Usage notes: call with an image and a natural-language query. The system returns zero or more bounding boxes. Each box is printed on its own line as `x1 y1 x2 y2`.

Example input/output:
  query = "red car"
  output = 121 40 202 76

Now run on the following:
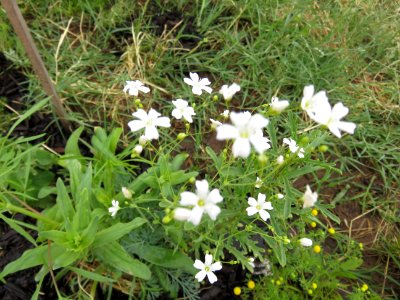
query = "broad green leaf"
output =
93 217 147 247
128 243 195 274
0 213 36 246
93 242 151 280
0 245 47 279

────────────────────

- **Request**
Rewrite the listing above with every occurrence of "query" replaced by "prompt" and all other text left unchanged. Omit the pictures from the rewritten version.

- **Written solution**
Usage notes: call with an image and a natural-language prompt. The system returns zero or more bounding boxes. Each box is printed on its own line as `x1 y1 x2 y2`.

Example input/output:
  prompt = "red car"
  output = 121 40 202 76

Now run on the following:
prompt = "broad green leaf"
output =
93 217 147 247
128 243 195 274
0 213 36 246
93 242 151 280
0 245 47 279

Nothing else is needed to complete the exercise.